■ ページ:
- - - - -
後半に入ると、点を取るしかなくなったCrackersが、いい意味で開き直り、分厚い攻めでレインボーゴールに迫ります。ベンチからは「ライン下げるな!」などと声が飛び、サポーター、ご家族、ヘルパーの方々などのチャントの声がスタンドから場内に響き渡ります。
後半9分、熱い声援を受けたCrackersの間接フリーキックのチャンス。三上選手がチョンと出したボールを紺野選手がシュート! しかし吉沢選手ブロック、今度は紺野選手のパスを受けた竹田選手がシュート! 吉沢選手が再びクリアするものの紺野選手が直接蹴り込み、Crackersが1点を返します。
試合には敗れたものの、次につながる貴重なゴールとなりました。

しかし他のグループの試合結果により、Crackersは決勝トーナメント進出のためにはRed Eagles兵庫を相手に5点差以上の勝利が必要となってしまいます。一方のRed Eaglesは7点差以上の勝利が必要!!
現実的には考えにくい数字で、両チームとも目の前の相手に勝つことのみに集中します。
Yokohama Crackers対Red Eagles兵庫の対戦。均衡が崩れたのは後半10分。
三上選手が有田選手との競り合いからゴールに蹴り込み、Crackersが先制点をもぎ取ります。
後半17分、三上選手の左サイドのキックインを紺野選手が折り返し竹田選手がフットガードの前面で押し込み2点目。点差を広げます。
Red Eaglesも意地を見せます。なかなか自由にプレーさせてもらえなかった有田選手のコーナーキックをファーで待ち構える加川選手が決め、試合終了間際に1点差にせまりますが、Crackersがそのまま2-1で逃げ切ります。
Crackersは勝利したものの1日目で姿を消すことになりました。しかし、当初は固さの見えた清水選手は与えられた役割をこなし、紺野選手は意地を見せ、内田選手はむずかしい局面での途中投入で期待に応え、三上選手はキャプテンシーを発揮しチームを引っ張り、竹田選手もいつになく攻撃的な姿勢を見せてくれました。
- - - - -
■ 提供情報:
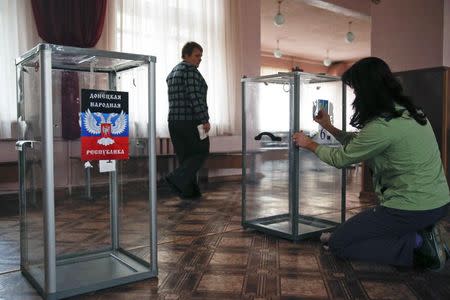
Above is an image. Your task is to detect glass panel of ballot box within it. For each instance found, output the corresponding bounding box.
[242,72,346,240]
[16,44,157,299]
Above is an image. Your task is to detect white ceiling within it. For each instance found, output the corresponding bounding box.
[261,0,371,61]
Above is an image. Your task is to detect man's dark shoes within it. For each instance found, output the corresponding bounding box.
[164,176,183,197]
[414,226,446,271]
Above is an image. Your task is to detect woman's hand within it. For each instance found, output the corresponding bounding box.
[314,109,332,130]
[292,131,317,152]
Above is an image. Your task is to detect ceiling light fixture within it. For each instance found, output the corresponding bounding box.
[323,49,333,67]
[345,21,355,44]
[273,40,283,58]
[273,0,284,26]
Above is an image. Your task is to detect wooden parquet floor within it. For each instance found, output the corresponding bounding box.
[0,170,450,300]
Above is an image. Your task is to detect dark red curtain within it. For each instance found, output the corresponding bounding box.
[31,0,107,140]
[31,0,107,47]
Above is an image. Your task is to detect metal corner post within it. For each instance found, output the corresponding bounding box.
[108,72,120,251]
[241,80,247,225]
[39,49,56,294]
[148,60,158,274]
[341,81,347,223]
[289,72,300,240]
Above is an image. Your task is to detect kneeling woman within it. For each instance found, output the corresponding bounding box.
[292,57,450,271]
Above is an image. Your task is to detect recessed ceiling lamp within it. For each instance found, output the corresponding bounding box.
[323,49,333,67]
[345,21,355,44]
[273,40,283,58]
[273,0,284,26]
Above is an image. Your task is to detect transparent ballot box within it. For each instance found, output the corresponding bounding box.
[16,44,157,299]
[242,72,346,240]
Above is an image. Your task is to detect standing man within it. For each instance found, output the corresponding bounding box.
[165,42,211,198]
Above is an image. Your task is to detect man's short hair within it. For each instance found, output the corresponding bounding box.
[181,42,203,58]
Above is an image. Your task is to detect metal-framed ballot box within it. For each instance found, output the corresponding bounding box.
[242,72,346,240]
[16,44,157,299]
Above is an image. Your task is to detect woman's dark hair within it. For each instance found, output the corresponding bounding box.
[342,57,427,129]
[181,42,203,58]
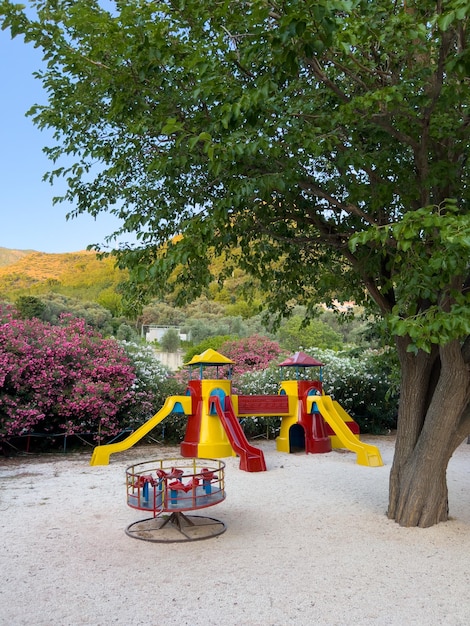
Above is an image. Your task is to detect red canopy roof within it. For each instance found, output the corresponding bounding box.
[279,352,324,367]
- - - - -
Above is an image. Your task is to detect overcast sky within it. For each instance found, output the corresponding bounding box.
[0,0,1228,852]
- - - - -
■ 取り組む課題:
ページの内容から、次の問いに答えてください。
(a) Red Eagles兵庫との試合で、Crackersが先制点を挙げたのは後半何分ですか?
(b) 決勝トーナメント進出のために、Red Eaglesには何点差以上の勝利が必要でしたか?
(c) Yokohama Crackers対Red Eagles兵庫の試合は、何対何でどちらが勝ちましたか?

■ 解答:
(a) 後半10分
(b) 7点差以上
(c) 2-1でCrackersの勝利